◆ WHAT YOU SHOULD DO ◆
Copy the stretch from the start of the records through the line holding "M 0 183 L 1 255 L 256 255 L 256 172 Z", swapping "asphalt road" for "paved road" and leaving everything else unchanged. Omit the pictures.

◆ RECORDS FOR THIS TASK ◆
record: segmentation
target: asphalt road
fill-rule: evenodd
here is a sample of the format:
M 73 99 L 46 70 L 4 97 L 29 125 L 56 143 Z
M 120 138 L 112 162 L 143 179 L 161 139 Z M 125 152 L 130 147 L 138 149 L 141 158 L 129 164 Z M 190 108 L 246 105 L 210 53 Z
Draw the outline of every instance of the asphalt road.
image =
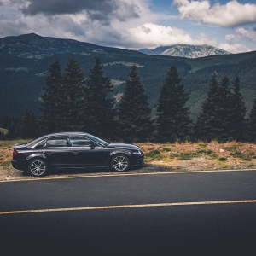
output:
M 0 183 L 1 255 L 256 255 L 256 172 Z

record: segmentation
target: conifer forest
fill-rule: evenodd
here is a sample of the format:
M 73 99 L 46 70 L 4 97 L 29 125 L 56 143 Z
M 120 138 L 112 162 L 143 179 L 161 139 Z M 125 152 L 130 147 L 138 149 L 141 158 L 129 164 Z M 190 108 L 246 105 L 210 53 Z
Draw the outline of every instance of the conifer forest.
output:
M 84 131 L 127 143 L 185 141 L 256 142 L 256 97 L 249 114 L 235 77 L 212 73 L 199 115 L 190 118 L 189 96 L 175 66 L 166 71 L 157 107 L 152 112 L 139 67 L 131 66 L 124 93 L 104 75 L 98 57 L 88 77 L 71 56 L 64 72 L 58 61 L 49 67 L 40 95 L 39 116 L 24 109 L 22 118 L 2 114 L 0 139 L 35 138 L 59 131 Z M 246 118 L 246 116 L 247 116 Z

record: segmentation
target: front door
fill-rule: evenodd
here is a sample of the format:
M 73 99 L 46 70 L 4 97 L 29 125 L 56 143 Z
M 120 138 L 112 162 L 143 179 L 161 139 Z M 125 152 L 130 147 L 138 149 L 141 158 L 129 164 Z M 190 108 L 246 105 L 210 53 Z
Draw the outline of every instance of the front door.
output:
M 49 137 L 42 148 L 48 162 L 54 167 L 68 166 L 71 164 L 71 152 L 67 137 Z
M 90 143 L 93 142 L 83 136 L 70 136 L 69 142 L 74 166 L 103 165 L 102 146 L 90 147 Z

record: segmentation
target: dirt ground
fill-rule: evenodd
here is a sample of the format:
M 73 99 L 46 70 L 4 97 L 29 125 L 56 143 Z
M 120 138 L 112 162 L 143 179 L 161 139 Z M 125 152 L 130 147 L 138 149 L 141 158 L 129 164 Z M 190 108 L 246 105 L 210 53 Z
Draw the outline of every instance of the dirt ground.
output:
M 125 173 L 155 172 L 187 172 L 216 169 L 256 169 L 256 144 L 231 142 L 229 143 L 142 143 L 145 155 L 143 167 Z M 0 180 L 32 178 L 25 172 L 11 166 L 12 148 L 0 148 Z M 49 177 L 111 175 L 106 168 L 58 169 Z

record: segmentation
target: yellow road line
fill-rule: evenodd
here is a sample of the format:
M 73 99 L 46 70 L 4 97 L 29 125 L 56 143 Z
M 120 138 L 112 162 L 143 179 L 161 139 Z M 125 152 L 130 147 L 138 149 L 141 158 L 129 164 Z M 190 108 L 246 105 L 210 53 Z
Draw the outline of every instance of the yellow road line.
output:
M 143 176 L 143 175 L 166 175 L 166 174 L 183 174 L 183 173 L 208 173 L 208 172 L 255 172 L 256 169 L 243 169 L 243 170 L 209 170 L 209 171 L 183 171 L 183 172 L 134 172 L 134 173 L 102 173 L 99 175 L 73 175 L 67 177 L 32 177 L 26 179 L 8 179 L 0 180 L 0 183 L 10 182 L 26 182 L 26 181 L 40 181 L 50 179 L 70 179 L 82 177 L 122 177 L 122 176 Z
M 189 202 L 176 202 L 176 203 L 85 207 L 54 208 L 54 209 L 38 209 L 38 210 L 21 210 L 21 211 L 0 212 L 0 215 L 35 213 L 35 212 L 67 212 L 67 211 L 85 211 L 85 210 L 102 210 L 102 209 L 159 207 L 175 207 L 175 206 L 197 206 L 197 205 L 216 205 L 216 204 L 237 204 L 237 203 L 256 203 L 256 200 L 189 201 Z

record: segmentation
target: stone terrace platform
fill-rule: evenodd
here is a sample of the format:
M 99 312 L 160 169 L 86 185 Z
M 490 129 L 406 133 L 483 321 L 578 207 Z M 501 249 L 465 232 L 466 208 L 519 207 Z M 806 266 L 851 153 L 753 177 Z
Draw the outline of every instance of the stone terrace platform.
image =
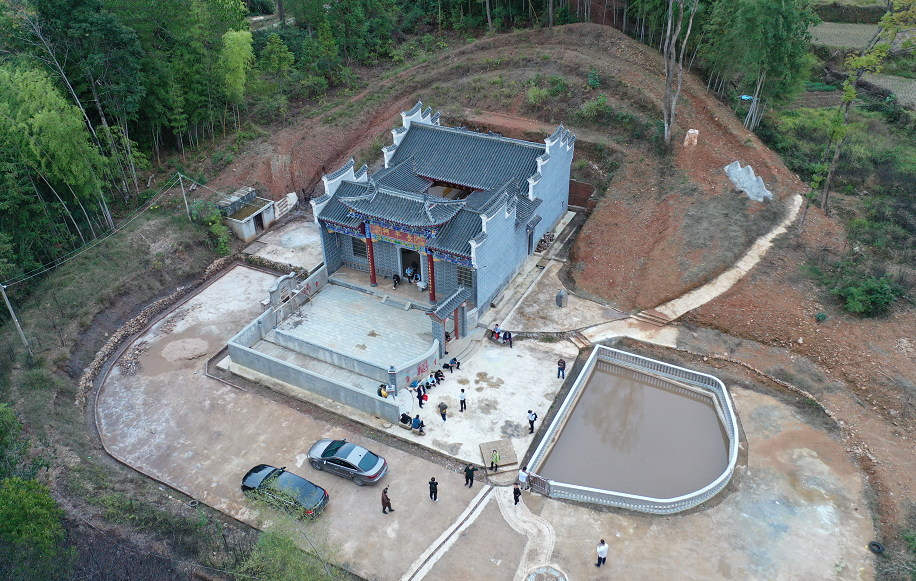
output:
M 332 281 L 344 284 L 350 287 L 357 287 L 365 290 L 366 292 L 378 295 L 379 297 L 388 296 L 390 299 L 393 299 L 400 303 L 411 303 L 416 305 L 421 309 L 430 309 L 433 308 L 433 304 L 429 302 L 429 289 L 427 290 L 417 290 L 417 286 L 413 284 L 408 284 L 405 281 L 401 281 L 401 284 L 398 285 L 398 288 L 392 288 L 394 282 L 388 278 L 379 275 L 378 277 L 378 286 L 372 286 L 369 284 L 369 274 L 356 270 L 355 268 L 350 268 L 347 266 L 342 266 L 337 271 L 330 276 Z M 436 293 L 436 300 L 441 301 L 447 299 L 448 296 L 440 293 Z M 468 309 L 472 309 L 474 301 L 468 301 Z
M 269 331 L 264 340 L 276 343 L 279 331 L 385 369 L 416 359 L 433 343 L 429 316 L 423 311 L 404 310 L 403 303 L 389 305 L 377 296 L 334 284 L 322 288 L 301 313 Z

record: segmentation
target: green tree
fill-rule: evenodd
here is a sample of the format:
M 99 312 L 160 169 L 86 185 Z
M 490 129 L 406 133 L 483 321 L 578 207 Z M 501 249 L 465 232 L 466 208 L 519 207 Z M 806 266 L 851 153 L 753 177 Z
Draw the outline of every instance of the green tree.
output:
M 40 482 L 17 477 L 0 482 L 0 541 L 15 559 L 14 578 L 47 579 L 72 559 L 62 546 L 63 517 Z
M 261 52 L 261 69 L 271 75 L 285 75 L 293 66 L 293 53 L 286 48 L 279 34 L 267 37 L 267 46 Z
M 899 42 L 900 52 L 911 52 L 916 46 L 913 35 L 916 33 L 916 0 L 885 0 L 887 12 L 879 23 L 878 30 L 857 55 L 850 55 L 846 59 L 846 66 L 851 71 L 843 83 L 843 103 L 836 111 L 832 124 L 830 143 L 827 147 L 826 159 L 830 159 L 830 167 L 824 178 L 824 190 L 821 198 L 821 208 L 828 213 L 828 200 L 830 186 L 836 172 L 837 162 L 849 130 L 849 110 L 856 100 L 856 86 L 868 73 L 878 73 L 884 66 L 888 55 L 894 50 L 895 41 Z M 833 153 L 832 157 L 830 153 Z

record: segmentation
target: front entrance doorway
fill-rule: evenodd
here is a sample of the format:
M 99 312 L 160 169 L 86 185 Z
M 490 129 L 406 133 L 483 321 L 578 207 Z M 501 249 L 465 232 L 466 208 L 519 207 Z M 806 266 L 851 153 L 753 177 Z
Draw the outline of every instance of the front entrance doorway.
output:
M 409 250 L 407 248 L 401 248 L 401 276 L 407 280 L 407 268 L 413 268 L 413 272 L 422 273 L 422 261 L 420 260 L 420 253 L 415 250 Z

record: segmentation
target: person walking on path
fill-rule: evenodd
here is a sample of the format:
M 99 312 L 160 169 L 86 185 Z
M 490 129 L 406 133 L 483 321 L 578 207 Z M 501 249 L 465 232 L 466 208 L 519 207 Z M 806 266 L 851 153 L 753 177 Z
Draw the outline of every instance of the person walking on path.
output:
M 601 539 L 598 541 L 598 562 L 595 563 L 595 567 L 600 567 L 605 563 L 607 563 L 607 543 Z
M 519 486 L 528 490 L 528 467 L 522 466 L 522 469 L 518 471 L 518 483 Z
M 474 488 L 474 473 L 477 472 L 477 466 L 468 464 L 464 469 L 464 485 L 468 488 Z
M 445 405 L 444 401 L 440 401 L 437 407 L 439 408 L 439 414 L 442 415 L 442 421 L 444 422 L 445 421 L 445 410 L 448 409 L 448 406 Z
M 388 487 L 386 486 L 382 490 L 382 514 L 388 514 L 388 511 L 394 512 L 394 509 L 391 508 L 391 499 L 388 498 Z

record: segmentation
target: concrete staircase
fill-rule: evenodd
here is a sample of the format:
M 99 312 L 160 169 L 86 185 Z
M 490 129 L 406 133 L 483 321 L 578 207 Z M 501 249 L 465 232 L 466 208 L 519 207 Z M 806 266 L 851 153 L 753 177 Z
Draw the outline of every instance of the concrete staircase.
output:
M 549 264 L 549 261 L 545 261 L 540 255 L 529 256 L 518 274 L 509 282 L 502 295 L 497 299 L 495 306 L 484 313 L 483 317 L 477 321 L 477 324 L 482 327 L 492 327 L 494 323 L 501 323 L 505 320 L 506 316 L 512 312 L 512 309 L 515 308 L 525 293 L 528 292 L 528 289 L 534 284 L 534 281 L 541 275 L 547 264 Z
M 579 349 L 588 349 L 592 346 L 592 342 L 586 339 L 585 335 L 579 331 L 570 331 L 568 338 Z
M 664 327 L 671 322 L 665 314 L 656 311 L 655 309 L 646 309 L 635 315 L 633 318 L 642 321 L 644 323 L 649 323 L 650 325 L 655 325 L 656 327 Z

◆ OUTPUT ◆
record: segmentation
target: paved road
fill-rule: evenodd
here is a sample of the format:
M 73 99 L 46 70 L 4 97 L 29 125 L 56 143 Z
M 120 138 L 112 162 L 143 179 L 161 139 Z M 125 152 L 130 147 L 138 149 L 141 158 L 129 164 Z M 190 108 L 246 105 L 210 53 Z
Draw the outline of every instance of the paved road.
image =
output:
M 0 183 L 1 255 L 256 255 L 256 172 Z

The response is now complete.